▶ EXERCISE GOAL: Copy the lines below word for word, leaving out the pictures.

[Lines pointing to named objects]
··········

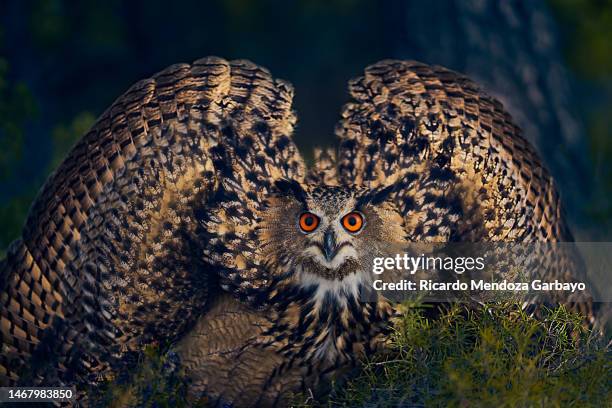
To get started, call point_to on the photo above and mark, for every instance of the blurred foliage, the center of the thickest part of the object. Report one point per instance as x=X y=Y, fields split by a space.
x=65 y=136
x=155 y=382
x=586 y=28
x=494 y=357
x=588 y=33
x=17 y=106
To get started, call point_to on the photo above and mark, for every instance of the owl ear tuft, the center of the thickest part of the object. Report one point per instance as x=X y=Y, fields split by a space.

··········

▶ REPLY TO THE EXERCISE:
To get started, call point_to on the photo above and mark, for every instance of the blurred foliage, the center of the thickest part of the object. Report one point per instance as x=X y=Y, fields split by a space.
x=65 y=136
x=155 y=382
x=586 y=28
x=494 y=357
x=588 y=33
x=17 y=106
To get started, call point_to on the photo above and mark, for every instance of the owl ear tuft, the center of the thickest part of the object. Report one point per instance as x=X y=Y, fields split by a space.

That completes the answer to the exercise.